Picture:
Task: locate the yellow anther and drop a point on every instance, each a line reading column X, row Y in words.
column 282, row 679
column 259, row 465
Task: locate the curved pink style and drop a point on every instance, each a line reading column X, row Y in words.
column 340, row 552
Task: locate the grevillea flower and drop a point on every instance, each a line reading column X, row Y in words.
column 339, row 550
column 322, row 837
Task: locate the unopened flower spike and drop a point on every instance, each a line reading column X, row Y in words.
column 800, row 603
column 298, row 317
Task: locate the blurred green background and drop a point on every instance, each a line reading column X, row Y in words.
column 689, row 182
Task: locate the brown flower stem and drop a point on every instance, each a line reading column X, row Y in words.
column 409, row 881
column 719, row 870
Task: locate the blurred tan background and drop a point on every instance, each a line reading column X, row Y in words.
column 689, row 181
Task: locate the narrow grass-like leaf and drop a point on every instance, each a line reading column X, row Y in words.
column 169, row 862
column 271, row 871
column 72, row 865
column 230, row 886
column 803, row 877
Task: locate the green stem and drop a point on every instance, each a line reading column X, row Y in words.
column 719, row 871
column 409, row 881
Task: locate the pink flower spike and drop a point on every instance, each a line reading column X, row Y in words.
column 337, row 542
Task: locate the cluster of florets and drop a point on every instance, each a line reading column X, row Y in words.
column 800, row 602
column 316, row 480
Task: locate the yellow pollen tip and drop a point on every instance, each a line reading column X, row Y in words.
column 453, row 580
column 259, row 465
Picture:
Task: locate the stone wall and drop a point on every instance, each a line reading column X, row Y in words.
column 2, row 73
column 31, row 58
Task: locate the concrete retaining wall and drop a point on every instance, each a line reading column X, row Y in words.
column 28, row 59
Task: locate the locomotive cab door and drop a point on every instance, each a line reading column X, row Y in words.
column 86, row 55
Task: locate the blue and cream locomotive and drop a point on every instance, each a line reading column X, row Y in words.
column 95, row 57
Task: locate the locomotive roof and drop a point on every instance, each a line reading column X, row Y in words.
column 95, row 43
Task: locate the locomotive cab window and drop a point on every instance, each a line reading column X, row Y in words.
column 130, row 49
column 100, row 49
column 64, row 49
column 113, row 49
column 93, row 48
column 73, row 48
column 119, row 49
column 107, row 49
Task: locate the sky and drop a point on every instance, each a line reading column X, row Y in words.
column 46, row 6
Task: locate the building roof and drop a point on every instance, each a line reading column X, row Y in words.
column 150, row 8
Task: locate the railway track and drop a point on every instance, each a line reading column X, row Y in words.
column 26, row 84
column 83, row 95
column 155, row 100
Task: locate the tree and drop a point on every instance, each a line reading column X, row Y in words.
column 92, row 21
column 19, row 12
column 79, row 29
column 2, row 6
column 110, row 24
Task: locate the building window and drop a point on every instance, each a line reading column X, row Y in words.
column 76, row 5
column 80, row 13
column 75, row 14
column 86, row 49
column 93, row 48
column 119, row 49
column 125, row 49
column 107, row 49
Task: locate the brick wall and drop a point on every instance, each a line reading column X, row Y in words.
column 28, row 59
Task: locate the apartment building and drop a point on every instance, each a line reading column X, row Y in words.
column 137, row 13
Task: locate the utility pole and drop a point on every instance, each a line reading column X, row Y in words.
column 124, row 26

------------------------------------

**Exercise objective:**
Copy all of the records above word for word, with nothing added or left out.

**Task output:**
Picture:
Task: locate the yellow anther and drop a point on every instance, each a line reading column X, row Y in words.
column 282, row 679
column 259, row 465
Task: locate the curved pink style and drop a point on every instance, each a line reading column X, row Y in words.
column 340, row 552
Task: locate the grevillea flower and drop a point on every instance, each a line reading column X, row Y in words.
column 339, row 550
column 322, row 837
Task: locate the unopened flower spike and drop a point on every instance, each a line reading column X, row Y in words.
column 800, row 603
column 298, row 317
Task: locate the blurred green background and drop a point on every instance, each a line reading column X, row Y in words.
column 689, row 182
Task: locate the brown flower stem and drop a point on every instance, each a line reading column X, row Y in words.
column 409, row 881
column 719, row 870
Task: locate the blurred tan background and drop a point on every instance, each a line reading column X, row Y in words.
column 689, row 181
Task: locate the narrow grass-like leaf and drop a point on every instance, each a line reading column X, row Y in words.
column 169, row 862
column 271, row 871
column 72, row 865
column 230, row 886
column 803, row 877
Task: locate the green stem and drop a point on every instance, each a line reading column X, row Y in words.
column 719, row 871
column 409, row 881
Task: locate the pink flower spike and drop a point on every instance, each a line reading column X, row Y in words.
column 337, row 542
Task: locate the cluster of florets and drop a point on every instance, each a line reading column X, row Y in words.
column 800, row 602
column 316, row 480
Task: locate the yellow pollen tip and drop a point on every instance, each a line reading column X, row Y in words.
column 453, row 580
column 259, row 465
Picture:
Task: locate the stone wall and drop a point on every instance, each a line reading column X, row Y in words.
column 2, row 73
column 31, row 58
Task: locate the concrete retaining wall and drop a point on every instance, each a line reading column X, row Y in words.
column 28, row 59
Task: locate the locomotive cab door and drop a point on every instance, each a line reading column X, row Y in words.
column 86, row 55
Task: locate the blue and cream locomotive and drop a point on every instance, each a line reading column X, row Y in words.
column 95, row 57
Task: locate the locomotive roof and drop a point on every instance, each a line reading column X, row Y in words.
column 95, row 43
Task: locate the locomotive cab window and drop a point on every instance, each a line reading column X, row Y in words.
column 130, row 49
column 100, row 49
column 64, row 49
column 113, row 49
column 93, row 48
column 73, row 48
column 119, row 49
column 107, row 49
Task: locate the sky and drop a point on every instance, each a line reading column X, row Y in words.
column 46, row 6
Task: locate the building roof and drop a point on every instance, each a line reading column X, row Y in words.
column 150, row 8
Task: locate the railway track and drop a point on every instance, each a line reading column X, row Y in words.
column 26, row 84
column 83, row 95
column 155, row 100
Task: locate the tree and drop a point on every instance, each a line reading column X, row Y in words.
column 92, row 21
column 19, row 12
column 79, row 29
column 2, row 6
column 110, row 24
Task: locate the building window and drop a point on every instance, each a line reading column X, row Y in words.
column 76, row 5
column 80, row 13
column 75, row 14
column 86, row 49
column 93, row 48
column 119, row 49
column 125, row 49
column 107, row 49
Task: locate the brick wall and drop a point on every instance, each a line reading column X, row Y in words.
column 28, row 59
Task: locate the apartment building and drop a point on every instance, each a line reading column X, row Y in words.
column 137, row 13
Task: locate the utility pole and drop a point on every instance, each a line reading column X, row Y in words.
column 124, row 26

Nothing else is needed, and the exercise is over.